--- Start of Information provided ---
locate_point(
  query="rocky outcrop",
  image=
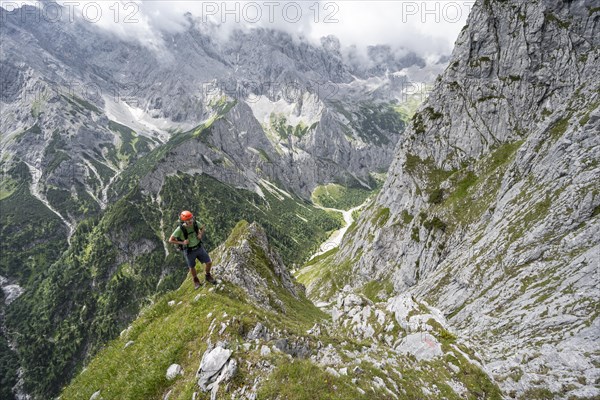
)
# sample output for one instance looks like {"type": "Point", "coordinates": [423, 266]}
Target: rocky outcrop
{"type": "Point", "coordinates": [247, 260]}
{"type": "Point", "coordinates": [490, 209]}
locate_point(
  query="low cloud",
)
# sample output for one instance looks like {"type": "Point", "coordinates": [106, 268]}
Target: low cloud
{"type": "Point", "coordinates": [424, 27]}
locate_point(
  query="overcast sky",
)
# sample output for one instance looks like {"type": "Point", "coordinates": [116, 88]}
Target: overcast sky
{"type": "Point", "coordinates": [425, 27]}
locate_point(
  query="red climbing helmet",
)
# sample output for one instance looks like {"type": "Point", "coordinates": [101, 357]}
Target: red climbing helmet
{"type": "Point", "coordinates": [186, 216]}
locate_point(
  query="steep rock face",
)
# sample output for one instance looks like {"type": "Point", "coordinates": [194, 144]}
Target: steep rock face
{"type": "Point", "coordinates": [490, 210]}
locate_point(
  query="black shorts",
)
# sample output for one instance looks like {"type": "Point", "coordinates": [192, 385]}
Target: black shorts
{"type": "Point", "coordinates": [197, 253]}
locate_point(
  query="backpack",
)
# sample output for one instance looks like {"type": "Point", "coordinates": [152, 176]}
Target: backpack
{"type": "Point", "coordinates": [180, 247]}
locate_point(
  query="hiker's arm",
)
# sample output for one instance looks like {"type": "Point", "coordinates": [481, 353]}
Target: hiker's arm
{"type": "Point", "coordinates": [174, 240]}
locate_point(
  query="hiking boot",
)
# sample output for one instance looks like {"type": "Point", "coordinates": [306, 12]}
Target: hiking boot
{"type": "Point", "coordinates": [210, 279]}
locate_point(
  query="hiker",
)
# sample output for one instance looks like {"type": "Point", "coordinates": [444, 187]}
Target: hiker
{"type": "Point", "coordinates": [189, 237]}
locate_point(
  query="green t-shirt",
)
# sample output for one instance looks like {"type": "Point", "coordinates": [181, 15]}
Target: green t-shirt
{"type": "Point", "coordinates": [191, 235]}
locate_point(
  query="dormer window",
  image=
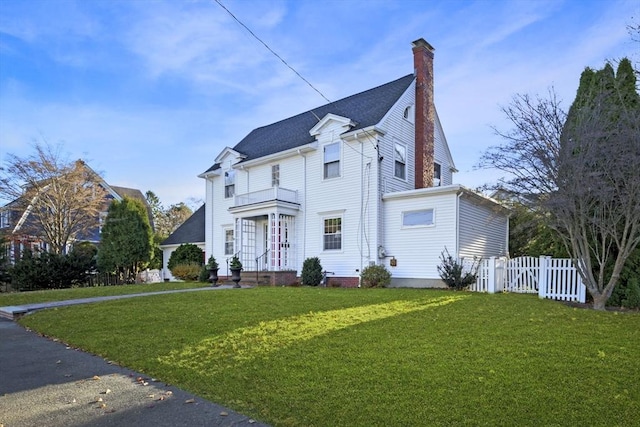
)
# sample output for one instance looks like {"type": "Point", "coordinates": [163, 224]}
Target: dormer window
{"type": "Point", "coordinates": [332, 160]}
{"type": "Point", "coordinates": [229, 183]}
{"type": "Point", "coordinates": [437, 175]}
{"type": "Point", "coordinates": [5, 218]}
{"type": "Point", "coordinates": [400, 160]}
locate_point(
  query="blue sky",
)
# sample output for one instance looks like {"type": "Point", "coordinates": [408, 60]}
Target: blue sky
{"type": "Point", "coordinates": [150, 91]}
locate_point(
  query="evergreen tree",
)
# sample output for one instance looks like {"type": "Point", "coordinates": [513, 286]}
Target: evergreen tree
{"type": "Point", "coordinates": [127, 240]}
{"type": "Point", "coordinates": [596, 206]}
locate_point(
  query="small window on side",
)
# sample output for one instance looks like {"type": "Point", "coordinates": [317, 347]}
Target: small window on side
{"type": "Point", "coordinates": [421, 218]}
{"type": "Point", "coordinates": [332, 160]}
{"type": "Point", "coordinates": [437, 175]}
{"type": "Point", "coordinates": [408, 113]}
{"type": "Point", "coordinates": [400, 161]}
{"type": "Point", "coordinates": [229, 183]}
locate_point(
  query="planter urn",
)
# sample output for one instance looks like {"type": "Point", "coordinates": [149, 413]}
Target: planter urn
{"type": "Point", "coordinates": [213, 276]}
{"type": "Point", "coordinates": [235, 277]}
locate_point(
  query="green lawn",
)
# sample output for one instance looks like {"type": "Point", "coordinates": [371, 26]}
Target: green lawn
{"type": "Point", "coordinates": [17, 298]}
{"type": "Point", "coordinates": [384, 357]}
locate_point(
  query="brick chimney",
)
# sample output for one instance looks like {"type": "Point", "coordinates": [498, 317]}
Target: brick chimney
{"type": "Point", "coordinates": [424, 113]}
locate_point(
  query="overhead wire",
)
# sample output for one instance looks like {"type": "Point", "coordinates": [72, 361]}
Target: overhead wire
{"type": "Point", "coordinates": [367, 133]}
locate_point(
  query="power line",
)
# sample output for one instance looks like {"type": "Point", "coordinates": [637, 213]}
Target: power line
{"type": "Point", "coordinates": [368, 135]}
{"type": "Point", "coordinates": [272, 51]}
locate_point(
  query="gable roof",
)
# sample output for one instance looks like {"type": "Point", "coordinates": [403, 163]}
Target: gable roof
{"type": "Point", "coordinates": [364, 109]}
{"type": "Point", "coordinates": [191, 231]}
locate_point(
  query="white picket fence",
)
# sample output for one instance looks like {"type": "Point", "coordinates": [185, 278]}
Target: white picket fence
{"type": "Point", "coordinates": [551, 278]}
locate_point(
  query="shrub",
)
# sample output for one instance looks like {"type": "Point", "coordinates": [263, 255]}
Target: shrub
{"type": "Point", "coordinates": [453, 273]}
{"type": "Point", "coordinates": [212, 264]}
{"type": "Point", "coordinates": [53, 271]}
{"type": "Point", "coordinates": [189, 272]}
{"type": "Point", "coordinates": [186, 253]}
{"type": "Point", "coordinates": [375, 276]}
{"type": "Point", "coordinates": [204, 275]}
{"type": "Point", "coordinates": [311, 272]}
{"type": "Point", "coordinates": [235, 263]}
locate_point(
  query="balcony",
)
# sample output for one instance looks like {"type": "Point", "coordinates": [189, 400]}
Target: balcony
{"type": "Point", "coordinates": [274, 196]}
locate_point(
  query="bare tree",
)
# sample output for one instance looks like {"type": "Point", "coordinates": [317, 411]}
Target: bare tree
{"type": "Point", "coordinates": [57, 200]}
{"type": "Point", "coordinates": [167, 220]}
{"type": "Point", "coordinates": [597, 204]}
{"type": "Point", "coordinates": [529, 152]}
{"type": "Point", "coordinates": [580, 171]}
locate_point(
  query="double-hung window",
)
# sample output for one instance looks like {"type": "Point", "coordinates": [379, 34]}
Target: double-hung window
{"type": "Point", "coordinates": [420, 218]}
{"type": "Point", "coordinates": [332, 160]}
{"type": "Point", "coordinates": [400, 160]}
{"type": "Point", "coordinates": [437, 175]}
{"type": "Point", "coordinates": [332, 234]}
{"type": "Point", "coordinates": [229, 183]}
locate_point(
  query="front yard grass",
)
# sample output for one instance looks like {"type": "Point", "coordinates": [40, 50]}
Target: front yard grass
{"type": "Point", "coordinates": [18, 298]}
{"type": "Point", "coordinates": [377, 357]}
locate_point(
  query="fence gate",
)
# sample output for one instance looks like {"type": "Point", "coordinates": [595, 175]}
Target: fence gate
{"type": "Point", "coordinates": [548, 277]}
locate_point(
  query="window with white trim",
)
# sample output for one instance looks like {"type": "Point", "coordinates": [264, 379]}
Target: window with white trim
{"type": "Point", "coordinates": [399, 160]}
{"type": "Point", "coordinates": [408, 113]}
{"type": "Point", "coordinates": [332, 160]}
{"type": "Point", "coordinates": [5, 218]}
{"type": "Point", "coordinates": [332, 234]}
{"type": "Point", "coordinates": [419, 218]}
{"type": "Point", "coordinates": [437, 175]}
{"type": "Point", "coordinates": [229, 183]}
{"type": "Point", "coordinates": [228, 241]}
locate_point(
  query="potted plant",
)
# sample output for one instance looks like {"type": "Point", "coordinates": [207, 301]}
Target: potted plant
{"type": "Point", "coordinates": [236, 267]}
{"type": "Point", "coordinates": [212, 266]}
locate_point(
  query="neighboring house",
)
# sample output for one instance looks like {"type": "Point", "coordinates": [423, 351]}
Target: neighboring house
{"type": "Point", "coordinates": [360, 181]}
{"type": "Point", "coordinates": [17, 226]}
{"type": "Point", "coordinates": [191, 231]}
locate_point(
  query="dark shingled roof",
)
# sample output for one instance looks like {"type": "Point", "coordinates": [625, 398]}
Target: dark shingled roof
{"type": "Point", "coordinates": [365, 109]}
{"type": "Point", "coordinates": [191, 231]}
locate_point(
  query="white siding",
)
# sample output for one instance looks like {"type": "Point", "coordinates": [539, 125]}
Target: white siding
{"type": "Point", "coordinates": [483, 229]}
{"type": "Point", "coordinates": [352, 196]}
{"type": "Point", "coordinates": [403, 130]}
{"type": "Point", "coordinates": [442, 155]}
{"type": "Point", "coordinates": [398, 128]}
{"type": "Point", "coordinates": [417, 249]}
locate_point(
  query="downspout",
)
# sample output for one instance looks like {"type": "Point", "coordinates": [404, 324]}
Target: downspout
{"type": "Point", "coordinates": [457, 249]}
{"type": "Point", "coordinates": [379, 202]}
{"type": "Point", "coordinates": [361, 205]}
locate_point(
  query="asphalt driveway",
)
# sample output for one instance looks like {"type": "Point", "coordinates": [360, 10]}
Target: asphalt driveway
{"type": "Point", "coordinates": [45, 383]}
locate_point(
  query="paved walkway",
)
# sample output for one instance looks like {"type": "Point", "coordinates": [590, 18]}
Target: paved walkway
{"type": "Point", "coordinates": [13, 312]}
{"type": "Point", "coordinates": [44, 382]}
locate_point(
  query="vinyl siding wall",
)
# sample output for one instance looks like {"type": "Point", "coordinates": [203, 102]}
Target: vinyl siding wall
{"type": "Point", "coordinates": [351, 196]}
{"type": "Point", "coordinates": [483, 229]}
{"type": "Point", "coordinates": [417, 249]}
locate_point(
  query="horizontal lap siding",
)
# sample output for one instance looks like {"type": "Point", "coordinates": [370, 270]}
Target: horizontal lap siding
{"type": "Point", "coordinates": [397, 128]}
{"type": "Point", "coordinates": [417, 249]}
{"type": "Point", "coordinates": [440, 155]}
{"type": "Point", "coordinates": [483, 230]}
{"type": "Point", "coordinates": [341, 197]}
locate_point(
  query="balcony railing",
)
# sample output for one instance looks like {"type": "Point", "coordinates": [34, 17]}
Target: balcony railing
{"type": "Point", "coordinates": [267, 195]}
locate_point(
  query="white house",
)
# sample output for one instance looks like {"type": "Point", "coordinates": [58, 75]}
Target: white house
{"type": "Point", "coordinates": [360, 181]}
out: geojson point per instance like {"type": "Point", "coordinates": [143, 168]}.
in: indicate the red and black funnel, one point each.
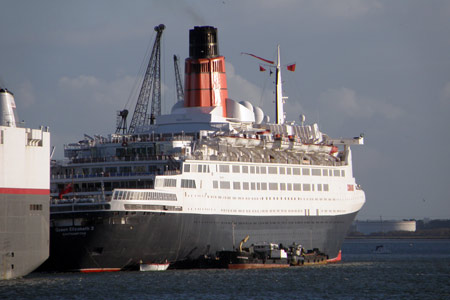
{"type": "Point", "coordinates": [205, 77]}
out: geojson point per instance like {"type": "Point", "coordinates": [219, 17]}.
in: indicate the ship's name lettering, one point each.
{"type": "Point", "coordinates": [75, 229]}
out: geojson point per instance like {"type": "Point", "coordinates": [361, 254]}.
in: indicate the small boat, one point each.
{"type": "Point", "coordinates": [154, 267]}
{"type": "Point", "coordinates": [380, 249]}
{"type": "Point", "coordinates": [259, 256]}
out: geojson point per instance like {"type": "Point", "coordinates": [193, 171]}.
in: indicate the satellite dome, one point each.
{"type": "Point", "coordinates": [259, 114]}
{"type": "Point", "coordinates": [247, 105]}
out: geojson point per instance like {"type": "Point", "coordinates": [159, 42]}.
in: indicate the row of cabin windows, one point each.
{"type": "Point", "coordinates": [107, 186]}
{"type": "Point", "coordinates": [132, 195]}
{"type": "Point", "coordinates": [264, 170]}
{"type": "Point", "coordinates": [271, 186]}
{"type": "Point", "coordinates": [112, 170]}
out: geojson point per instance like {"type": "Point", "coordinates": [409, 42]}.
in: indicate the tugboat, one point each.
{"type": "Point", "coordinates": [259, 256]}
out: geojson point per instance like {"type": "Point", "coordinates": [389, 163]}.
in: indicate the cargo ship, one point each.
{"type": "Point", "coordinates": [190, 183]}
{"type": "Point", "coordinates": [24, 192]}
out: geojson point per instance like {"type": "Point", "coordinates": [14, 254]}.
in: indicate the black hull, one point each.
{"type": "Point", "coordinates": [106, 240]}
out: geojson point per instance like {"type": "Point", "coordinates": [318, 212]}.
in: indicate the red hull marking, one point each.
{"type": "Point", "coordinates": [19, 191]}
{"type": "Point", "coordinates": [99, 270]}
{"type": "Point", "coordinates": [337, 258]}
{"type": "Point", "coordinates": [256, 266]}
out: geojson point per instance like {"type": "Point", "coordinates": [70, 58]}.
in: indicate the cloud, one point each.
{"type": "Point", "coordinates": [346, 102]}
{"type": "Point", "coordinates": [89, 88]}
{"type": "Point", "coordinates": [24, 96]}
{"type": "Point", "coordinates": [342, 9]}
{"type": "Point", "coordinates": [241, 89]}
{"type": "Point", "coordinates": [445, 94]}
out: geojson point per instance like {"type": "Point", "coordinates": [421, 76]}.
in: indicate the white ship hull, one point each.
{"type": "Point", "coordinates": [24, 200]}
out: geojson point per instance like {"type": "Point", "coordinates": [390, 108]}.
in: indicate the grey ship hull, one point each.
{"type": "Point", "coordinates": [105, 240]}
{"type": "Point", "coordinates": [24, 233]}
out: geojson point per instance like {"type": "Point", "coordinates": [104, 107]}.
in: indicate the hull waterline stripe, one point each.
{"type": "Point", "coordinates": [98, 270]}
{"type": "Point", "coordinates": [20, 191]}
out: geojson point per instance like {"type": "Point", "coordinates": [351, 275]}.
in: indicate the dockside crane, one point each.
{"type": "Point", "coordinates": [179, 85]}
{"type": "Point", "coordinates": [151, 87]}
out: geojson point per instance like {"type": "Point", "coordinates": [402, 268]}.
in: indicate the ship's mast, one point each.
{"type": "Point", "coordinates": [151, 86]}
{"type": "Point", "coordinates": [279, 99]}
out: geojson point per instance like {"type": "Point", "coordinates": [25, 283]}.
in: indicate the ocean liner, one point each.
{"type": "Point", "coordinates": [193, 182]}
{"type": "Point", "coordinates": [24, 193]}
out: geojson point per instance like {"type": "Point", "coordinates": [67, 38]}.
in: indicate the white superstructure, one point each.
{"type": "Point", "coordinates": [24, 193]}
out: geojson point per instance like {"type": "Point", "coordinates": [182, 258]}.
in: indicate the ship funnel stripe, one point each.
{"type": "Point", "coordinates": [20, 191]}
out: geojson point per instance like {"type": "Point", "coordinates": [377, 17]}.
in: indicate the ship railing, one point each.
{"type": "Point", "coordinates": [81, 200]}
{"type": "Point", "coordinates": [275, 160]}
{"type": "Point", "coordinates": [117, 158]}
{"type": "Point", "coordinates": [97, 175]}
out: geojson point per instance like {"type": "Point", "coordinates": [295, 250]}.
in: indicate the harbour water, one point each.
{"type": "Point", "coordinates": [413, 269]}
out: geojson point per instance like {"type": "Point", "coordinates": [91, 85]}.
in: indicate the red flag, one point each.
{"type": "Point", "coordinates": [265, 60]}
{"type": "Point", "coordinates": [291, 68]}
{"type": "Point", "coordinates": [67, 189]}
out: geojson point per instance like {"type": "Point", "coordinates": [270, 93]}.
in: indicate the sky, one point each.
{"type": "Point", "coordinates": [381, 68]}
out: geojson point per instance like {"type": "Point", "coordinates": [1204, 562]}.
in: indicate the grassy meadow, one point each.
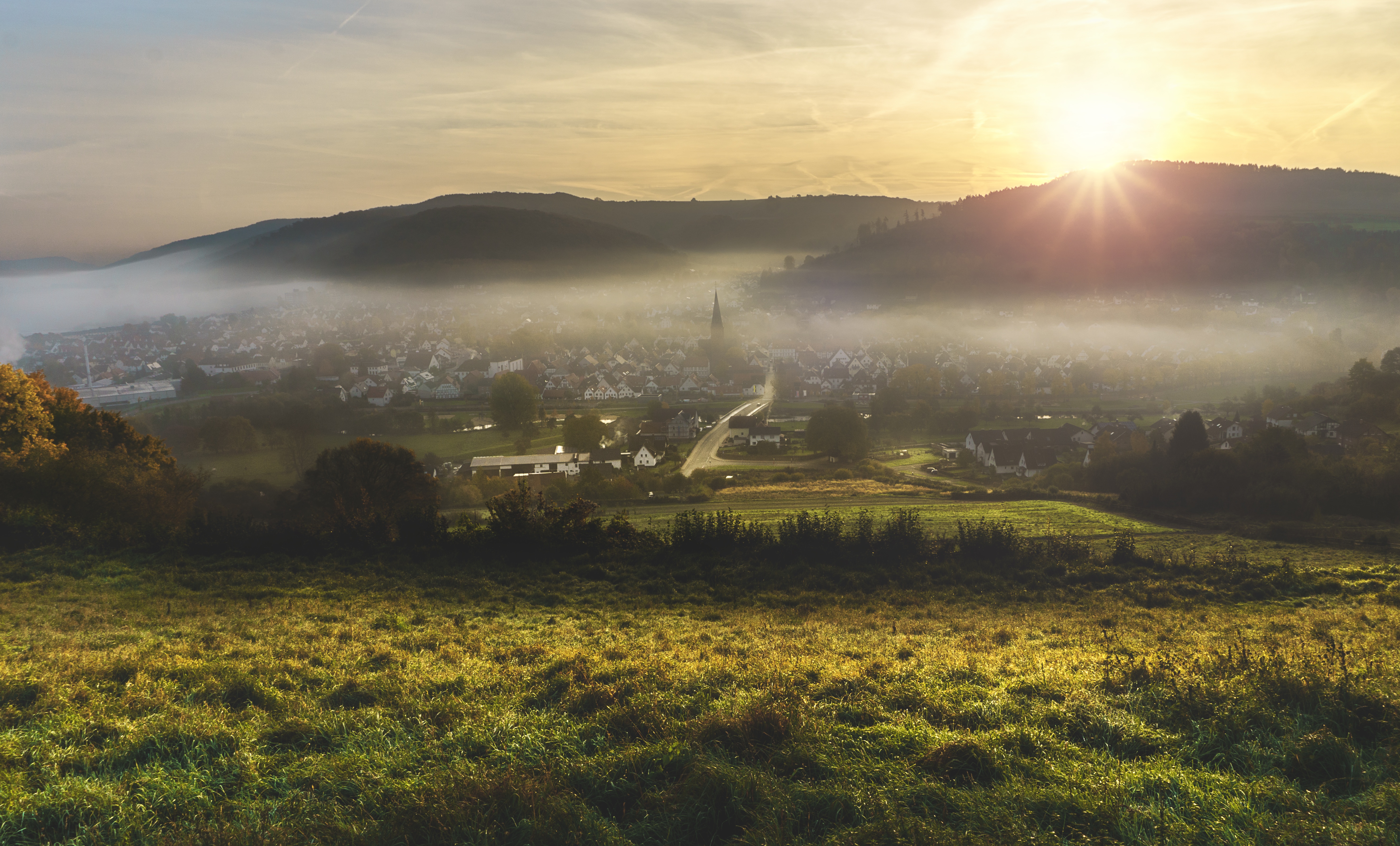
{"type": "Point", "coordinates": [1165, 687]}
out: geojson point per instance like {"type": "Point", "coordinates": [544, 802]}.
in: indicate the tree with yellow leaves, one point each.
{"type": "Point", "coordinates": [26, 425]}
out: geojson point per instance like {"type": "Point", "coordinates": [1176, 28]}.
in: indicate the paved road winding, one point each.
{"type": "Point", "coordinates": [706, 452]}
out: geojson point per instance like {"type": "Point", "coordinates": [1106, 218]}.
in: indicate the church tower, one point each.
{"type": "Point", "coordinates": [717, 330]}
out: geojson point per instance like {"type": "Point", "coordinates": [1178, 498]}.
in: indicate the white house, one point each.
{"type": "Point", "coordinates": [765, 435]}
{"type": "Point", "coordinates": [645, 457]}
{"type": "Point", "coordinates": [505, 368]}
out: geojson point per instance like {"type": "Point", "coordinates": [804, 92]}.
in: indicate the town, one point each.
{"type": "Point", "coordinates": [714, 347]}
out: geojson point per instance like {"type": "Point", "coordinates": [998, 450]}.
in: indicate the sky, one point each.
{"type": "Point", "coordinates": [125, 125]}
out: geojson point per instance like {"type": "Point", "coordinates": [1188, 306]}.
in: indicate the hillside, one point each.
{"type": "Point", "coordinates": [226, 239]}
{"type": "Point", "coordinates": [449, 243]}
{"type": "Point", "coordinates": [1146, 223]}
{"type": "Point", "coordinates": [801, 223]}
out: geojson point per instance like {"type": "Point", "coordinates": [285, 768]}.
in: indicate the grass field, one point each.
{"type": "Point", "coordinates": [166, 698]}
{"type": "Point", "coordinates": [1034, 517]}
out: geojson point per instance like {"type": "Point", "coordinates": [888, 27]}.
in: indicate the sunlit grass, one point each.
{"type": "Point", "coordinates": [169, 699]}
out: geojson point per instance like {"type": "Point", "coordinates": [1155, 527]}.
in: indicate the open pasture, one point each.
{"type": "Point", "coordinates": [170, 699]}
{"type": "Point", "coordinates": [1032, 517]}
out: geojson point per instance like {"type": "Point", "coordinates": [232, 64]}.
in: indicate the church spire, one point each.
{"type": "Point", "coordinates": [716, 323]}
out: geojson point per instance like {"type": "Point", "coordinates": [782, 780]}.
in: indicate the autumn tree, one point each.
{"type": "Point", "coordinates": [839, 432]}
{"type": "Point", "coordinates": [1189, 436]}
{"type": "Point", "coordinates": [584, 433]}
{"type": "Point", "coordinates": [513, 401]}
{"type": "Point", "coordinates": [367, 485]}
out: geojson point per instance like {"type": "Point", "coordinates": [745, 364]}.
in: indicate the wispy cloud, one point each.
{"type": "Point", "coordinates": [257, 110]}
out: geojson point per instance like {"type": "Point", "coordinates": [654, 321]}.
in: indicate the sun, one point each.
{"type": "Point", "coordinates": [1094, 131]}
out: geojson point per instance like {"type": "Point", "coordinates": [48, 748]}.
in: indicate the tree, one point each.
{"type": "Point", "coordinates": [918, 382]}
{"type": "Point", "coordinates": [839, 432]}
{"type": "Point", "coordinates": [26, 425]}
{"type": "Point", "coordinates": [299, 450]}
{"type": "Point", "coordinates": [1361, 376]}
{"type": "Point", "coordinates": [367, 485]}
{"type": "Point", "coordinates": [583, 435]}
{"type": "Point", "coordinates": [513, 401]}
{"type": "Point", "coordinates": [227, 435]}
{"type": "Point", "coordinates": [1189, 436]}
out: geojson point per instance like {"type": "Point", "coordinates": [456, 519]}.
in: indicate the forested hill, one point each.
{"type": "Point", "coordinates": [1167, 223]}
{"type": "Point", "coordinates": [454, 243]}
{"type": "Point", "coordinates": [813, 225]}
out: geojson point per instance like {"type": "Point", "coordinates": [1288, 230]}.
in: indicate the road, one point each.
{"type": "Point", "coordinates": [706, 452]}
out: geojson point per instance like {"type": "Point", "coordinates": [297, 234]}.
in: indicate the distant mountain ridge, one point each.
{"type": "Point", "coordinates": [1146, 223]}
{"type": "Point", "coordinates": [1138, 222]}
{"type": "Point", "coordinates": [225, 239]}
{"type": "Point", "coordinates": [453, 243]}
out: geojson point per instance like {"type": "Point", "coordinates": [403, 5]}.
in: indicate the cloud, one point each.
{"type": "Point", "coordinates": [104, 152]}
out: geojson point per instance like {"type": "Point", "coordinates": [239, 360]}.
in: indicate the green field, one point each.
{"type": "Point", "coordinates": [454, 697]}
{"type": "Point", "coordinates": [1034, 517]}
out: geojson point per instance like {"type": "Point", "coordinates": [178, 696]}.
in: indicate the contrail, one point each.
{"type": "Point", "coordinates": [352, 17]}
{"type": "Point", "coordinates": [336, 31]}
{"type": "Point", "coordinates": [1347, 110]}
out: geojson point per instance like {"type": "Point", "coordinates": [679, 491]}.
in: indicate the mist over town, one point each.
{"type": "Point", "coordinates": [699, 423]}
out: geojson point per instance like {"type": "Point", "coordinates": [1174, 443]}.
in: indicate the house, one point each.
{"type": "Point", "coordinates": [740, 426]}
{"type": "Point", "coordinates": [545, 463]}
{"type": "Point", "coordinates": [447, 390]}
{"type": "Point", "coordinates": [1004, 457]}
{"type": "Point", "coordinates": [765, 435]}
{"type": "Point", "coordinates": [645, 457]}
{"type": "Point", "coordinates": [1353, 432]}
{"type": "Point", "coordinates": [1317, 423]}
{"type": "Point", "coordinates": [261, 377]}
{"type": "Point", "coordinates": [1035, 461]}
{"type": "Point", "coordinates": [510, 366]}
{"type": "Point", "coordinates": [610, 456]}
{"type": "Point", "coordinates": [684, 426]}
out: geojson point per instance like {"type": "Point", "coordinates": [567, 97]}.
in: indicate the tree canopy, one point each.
--- End of Information provided ---
What is required | Which lines in the rows above contain the word "ship"? Pull out each of them and copy it.

Answer for this exercise |
in: indicate the ship's name lettering, one point each.
in: indicate the cargo ship, one point each.
in: indicate the white ship hull, one point each.
in: indicate the grey ship hull, one point each.
in: indicate the ship's mast, one point each.
in: indicate the ship funnel stripe, one point each.
in: indicate the ship railing, one point each.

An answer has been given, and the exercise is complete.